Object location annotation data
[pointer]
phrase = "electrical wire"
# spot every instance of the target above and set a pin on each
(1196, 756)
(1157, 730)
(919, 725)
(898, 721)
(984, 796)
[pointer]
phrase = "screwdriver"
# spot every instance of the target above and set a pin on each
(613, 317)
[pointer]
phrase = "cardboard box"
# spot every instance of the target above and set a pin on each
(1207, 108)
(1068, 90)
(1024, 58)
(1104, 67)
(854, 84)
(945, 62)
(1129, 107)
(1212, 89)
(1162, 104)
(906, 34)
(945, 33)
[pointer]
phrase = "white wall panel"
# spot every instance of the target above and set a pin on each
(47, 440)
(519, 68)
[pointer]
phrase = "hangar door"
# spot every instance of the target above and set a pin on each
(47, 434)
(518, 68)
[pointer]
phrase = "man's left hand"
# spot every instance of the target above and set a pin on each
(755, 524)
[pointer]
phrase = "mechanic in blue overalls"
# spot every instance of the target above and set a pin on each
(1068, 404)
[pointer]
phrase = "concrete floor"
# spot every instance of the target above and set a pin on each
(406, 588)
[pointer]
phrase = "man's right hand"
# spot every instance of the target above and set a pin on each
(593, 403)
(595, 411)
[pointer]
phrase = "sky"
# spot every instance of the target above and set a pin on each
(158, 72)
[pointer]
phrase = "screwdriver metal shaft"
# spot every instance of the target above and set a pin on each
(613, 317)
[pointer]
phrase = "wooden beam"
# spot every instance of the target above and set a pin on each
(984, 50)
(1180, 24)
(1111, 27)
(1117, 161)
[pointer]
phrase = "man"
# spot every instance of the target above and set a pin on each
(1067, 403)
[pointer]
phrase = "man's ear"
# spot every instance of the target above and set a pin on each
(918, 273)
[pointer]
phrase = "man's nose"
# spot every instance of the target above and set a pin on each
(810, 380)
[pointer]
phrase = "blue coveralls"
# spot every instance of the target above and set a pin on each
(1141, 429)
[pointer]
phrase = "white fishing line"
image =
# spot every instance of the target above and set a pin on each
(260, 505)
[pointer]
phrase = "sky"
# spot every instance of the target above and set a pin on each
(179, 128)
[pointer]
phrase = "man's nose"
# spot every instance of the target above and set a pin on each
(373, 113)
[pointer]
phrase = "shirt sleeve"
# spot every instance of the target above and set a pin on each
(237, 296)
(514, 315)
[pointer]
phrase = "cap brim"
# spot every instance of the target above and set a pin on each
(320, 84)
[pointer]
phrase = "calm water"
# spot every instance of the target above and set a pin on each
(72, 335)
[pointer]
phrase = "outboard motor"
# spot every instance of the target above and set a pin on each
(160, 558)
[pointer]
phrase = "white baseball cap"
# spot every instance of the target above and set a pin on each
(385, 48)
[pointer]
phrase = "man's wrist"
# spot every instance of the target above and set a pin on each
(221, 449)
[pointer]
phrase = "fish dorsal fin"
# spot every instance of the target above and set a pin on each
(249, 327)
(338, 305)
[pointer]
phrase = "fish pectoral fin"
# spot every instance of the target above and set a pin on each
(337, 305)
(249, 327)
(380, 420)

Work required ▸ Every record shown above must be echoed exactly.

Response ▸
[pointer]
phrase = "electrical wire"
# spot every instance of the target above and set a pin on each
(1196, 756)
(1157, 730)
(919, 725)
(898, 721)
(984, 796)
[pointer]
phrase = "screwdriver"
# spot every instance of the target above and set a pin on each
(613, 317)
[pointer]
phrase = "cardboard box"
# spot every instance of the target above and set a pin on each
(1207, 108)
(1068, 90)
(1024, 58)
(1104, 67)
(854, 84)
(945, 62)
(1129, 107)
(1212, 89)
(1162, 104)
(906, 34)
(945, 33)
[pointer]
phrase = "white wall panel"
# spot every instance of the target above and set a pin on each
(47, 440)
(519, 68)
[pointer]
phrase = "hangar door"
# spot every instance of the target above and set a pin on each
(47, 434)
(518, 68)
[pointer]
phrase = "man's left hand"
# spot every instance of the target above and set a pin on each
(755, 524)
[pointer]
phrase = "mechanic in blue overalls"
# spot every instance of the target above and set a pin on each
(1068, 404)
[pointer]
phrase = "concrete floor"
# spot every instance of the target above and set a pin on each
(406, 588)
[pointer]
phrase = "man's right hand"
# spot every instance of the target above and set a pin on each
(593, 403)
(595, 411)
[pointer]
phrase = "sky"
# spot every instance of the target above and set a pin on each
(158, 72)
[pointer]
phrase = "screwdriver metal shaft"
# spot every instance of the target above and set a pin on each
(613, 317)
[pointer]
phrase = "wooden beam"
# spot every instance of the target above and set a pin on each
(984, 50)
(1180, 24)
(1111, 27)
(1117, 161)
[pointer]
phrase = "man"
# spot every instance of the target above and set a pin on each
(1067, 403)
[pointer]
phrase = "man's ear"
# spot every instance of the target above and set a pin on each
(918, 273)
[pointer]
phrase = "man's nose"
# spot every instance of the target above and set a pin on each
(810, 380)
[pointer]
phrase = "blue coveralls"
# spot every instance of the target above and set a pin on each
(1141, 429)
[pointer]
phrase = "white fishing line"
image =
# spot every instance of the target above and set a pin on each
(260, 505)
[pointer]
phrase = "sky"
# spot every instance of the target above and set a pin on each
(179, 128)
[pointer]
phrase = "man's nose"
# spot every instance of the target above and set a pin on each
(373, 113)
[pointer]
phrase = "shirt sleeve"
# spot every instance of the target above and set a pin on each
(237, 296)
(514, 315)
[pointer]
phrase = "cap brim"
# spot every instance of the target above and set a pin on each
(320, 84)
[pointer]
phrase = "calm water"
# spot every instance of the target above and set a pin on each
(72, 335)
[pointer]
phrase = "outboard motor"
# spot every instance of the target above and set a pin on each
(160, 558)
[pointer]
phrase = "white baseball cap"
# spot every instance of the target above and set a pin on each
(385, 48)
[pointer]
phrase = "man's wrist"
# spot every instance of the target above and set a pin on each
(221, 449)
[pointer]
phrase = "fish dorsal fin"
# spot every instance of the target above and set a pin on each
(249, 327)
(338, 305)
[pointer]
phrase = "fish pectoral fin"
# spot every instance of the target above and set a pin on each
(337, 305)
(249, 327)
(380, 420)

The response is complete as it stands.